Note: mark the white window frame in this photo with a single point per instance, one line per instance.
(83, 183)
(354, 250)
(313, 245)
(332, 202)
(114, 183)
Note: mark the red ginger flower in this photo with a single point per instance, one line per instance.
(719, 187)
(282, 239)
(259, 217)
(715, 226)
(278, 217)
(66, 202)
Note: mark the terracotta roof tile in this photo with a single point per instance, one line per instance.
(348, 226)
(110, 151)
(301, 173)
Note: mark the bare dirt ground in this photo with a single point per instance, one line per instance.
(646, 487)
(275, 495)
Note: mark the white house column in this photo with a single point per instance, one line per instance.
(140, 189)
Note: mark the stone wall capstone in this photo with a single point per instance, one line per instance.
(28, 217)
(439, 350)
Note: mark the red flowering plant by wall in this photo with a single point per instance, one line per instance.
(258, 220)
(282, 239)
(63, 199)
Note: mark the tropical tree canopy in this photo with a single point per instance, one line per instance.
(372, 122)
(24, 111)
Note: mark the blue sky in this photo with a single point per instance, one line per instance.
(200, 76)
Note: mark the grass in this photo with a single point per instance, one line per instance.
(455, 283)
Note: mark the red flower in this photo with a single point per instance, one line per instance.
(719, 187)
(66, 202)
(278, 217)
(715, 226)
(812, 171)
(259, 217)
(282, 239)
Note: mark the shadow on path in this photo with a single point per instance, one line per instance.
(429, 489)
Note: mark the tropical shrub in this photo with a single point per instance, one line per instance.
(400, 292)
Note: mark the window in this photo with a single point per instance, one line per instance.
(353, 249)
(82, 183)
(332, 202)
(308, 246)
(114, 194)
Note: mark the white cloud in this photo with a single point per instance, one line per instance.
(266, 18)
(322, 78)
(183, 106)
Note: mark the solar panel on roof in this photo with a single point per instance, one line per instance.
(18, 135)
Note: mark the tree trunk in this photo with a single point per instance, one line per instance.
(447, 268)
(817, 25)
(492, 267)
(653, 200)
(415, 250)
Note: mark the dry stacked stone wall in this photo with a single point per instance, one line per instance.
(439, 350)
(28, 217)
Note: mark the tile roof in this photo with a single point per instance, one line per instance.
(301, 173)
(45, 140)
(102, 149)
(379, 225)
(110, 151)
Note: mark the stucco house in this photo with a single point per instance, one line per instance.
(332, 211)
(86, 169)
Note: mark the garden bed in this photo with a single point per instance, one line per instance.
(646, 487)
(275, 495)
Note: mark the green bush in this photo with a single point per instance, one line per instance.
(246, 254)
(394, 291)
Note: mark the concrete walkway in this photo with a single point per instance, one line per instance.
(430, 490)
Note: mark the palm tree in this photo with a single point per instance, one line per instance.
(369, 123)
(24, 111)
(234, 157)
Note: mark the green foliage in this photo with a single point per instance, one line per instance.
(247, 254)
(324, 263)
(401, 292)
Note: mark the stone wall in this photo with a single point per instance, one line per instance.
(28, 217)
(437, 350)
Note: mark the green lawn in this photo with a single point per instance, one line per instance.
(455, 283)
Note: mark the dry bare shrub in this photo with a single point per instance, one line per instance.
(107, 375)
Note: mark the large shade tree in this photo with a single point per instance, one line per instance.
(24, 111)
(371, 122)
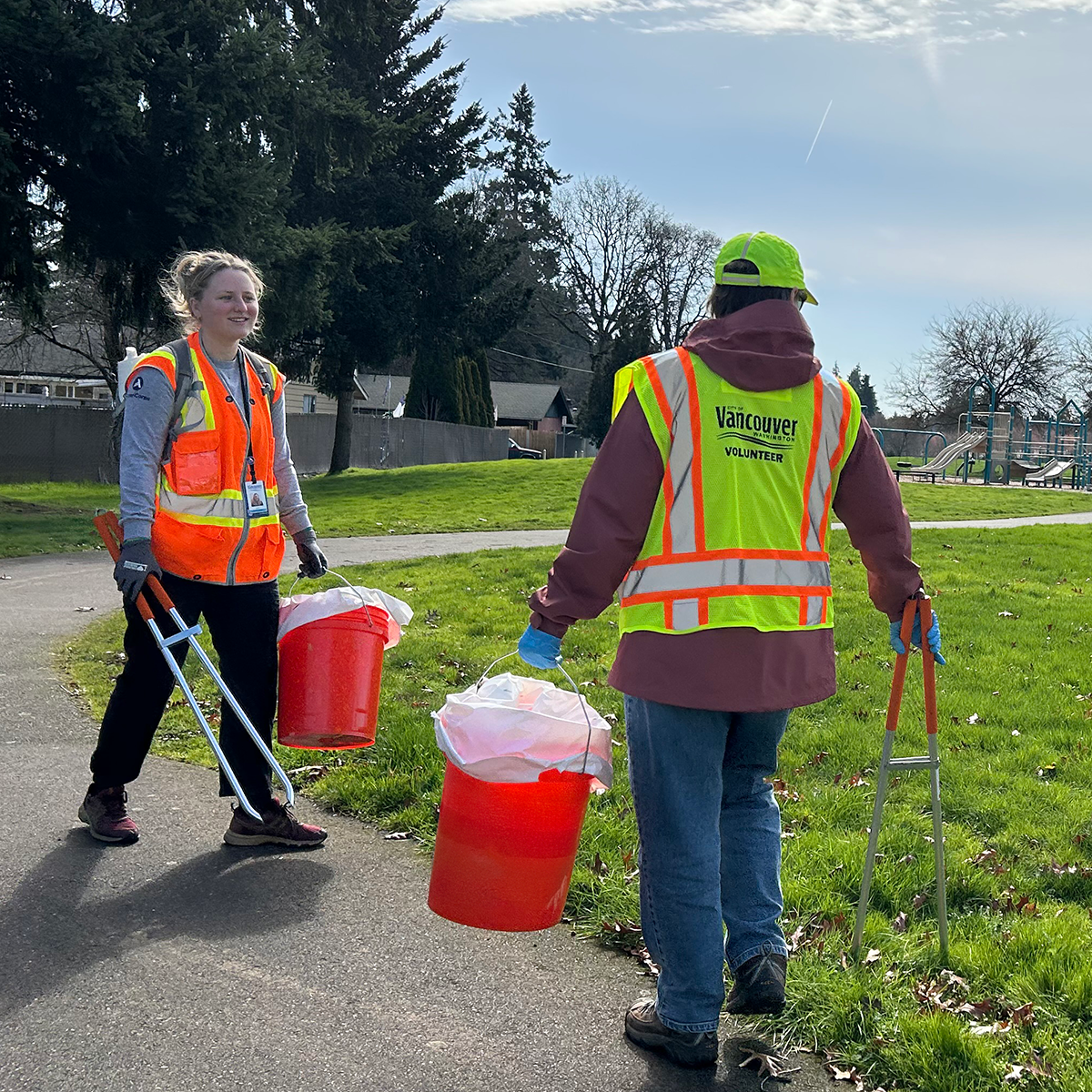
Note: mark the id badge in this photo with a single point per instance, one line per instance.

**About this exercise**
All of the records above are to be written out exactly, minus their images.

**Answer box**
Note: mark the white window frame in this photo with a single point per instance, one line per instance.
(83, 183)
(354, 250)
(313, 245)
(332, 202)
(114, 183)
Note: mark the red ginger flower in this photo with a single point per instance, one line per instance.
(719, 187)
(282, 239)
(259, 217)
(715, 226)
(278, 217)
(66, 202)
Note: mark the terracotta roof tile in this photo with a single point per instance, one line per instance.
(348, 226)
(110, 151)
(301, 173)
Note: mark the bare dirt ground in this photo with a single point per instance, one line per instance.
(646, 487)
(275, 495)
Note: mark the white house column in this photo with a single point per instance, one line per instance.
(140, 189)
Note: mark the stone wall capstone in this photo with a single point per instance, one line per instance.
(28, 217)
(439, 350)
Note: mark the red flowering plant by wall in this photo with a single point per instance, one line per instance.
(258, 220)
(282, 239)
(63, 199)
Note: mark the tropical tree canopy in this photo with a single point per instance, one line per instance.
(372, 122)
(24, 111)
Note: mark the blue sky in this photo with a single point per instance, one line per instance.
(200, 76)
Note: mark the grass in this photo with a single point per instance, one line per instance.
(455, 283)
Note: mark the red flower in this photo with a single point per instance, one line per instance.
(719, 187)
(66, 202)
(278, 217)
(715, 226)
(812, 171)
(259, 217)
(282, 239)
Note: mark the shadow on path in this photo with a single point per instance, one line per instance.
(429, 489)
Note: mark the tropical shrub in this photo with a single point per instance, one line per instance.
(400, 292)
Note: mark the window in this photo with a single point per instance, one line per instance.
(353, 249)
(82, 183)
(332, 202)
(308, 246)
(114, 194)
Note: mark the white cloud in this photo with a single point per instance, one line per instance.
(266, 18)
(322, 78)
(183, 106)
Note: mark the solar panel on roof in this photo with a single point per instance, one line per instance.
(18, 135)
Note: mark the tree trunk in this photo with a single point per instance, one line per instance.
(447, 268)
(817, 25)
(492, 267)
(653, 200)
(415, 250)
Note: mark the dry stacked stone wall in this photo with a single point per instance, one line per instance.
(439, 350)
(28, 217)
Note: mark the tile roof in this photo with a single point per instance, one line per instance.
(301, 173)
(45, 140)
(102, 149)
(379, 225)
(110, 151)
Note: mark the stucco house in this photo with a single point per instance, one line per instance.
(332, 211)
(86, 169)
Note: mark the garden bed in this photo with a single point per instance, one line per instance.
(646, 487)
(275, 495)
Note: mark the green bush in this photo with a single point per instance, one line per instance.
(246, 254)
(394, 291)
Note: mark the concrete walkway in this photo with a single point per instance, one line per instance.
(430, 490)
Note: mark the palm tree in this photo with a single point per instance, one line per instance.
(369, 123)
(24, 111)
(234, 157)
Note: mark the green foliage in this photo with a single point per instance, one line per instance.
(247, 254)
(324, 263)
(401, 292)
Note: mark the stone wall in this photo with a single point per instance, one line per instance.
(28, 217)
(437, 350)
Note: mark the green lawn in this photo with a single point per instance, one line per instance.
(455, 283)
Note: mark the dry bare shrub in this photo with a single point per instance, one line per instance.
(107, 375)
Note: mark the large shade tree in this photo with a single point per instance, one line per instance.
(24, 111)
(371, 122)
Note: mark the id badge in this photo with a single point per instance, one line per instance.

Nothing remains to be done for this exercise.